● Extrait à lire:
Il n'y a aucune preuve suggérant que les tatouages affectent la relation d'allaitement ou ont un effet sur le lait maternel. Indépendamment de leurs points de vue personnels sur les tatouages, les animatrices peuvent offrir des informations actuelles aux femmes qui s'intéressent aux tatouages.
Références
Cadwell, K. et al. Maternal and Infant Assessment For Breastfeeding and Human Lactation. Sudbury, Massachusetts: Jones and Bartlett, 2002 ; 74.
Kuperman-Beade, M., Levine, V., and Asinoff, R. Laser removal of tattoos. Am J Clin Dermatol 2001 ; 2(1) :21-25.
Martin, J. Is nipple piercing compatible with breastfeeding ? J Hum Lact 2004 ; 20(3) :319-21.
Millner, V. and Eichold, B. Body piercing and tattooing perspectives. Clin Nurse Res 2001 ; 10(4) :424-41.
Mothers Milk Bank San Jose. Donor FAQ 2004. [www.milkbanksj.org]
Newman, Jack, 2004. Personal communication.
Nice, Frank J., 2004. Personal Communication.
Wilson-Clay, B. and Hoover, K. The Breastfeeding Atlas, 2nd edition. Austin, Texas : LactNews Press, 2002 ; 146.
Traduction de l’article "Are Tattoos Compatibles With Breastfeeding", de Robyn Roche-Paull (San Diego, CA, USA) et Karen Spicer (British Columbia, Canada)
Leaven, vol. 41, n° 1, February-March 2005, p. 3-4.
Version française janvier 2018 par Vanessa Lasne, animatrice LLL France
Ce qu'en dit e-lactancia
Traduction de la fiche Tatoo
Faible risque pour l'allaitement
Modérément sûr. Probablement compatible.
Risque léger possible. Suivi recommandé.
Le tatouage doit répondre à toutes les normes de sécurité et d'hygiène connues afin d'éviter la transmission des infections par l'hépatite B, l'hépatite C et le VIH. Par mesure de sécurité, les banques de sang et de nombreux lactariums n'acceptent pas les dons de produits biologiques avant qu'une période de 4 à 12 mois ne se soit écoulée après le tatouage. Sur cette base, certaines autorités recommandent d'attendre la fin de l'allaitement pour se faire tatouer.
L'aluminium, le cadmium (jaune), le charbon (noir), le cinabre (rouge), le cobalt (bleu), le chrome (vert), le fer (brun), le magnésium (violet), le mercure (rouge), le titane (blanc), le zinc (blanc), le plastique et le formaldéhyde sont quelques produits utilisés comme colorants et pigments pour le tatouage.
Bien que les colorants et les pigments utilisés pour le tatouage puissent présenter un risque de toxicité, ils sont conservés sous la peau, ce qui les empêche de pénétrer dans la circulation sanguine. C'est la raison pour laquelle un ancien tatouage ou un nouveau tatouage effectué pendant l'allaitement n'est pas contre-indiqué, à condition que les meilleures normes de sécurité et d'hygiène soient respectées pour garantir la prévention de la transmission des maladies infectieuses.

● Consigne:
Répondez, s'il vous plaît, à ces questions sur l'extrait consacré aux tatouages et à l'allaitement, en numérotant vos réponses de la même façon :
1. Combien de temps après un tatouage les banques de sang et de nombreux lactariums attendent-ils avant d'accepter des dons de produits biologiques ?
2. À quelle couleur le cobalt est-il associé parmi les colorants et pigments cités ?
3. Par qui et quand la version française a-t-elle été réalisée ?
La liste qui suit provient d'une autre source.

● Données:
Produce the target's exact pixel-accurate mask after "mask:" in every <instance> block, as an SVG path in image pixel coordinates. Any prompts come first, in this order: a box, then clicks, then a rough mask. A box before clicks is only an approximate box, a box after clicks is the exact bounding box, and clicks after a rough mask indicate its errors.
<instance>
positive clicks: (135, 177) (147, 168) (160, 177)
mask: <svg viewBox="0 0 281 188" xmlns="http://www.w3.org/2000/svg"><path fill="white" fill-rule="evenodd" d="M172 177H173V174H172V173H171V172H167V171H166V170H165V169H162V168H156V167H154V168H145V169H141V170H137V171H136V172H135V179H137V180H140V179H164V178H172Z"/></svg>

● Corrigé:
1. Une période de 4 à 12 mois.
2. Le bleu.
3. Par Vanessa Lasne, animatrice LLL France, en janvier 2018.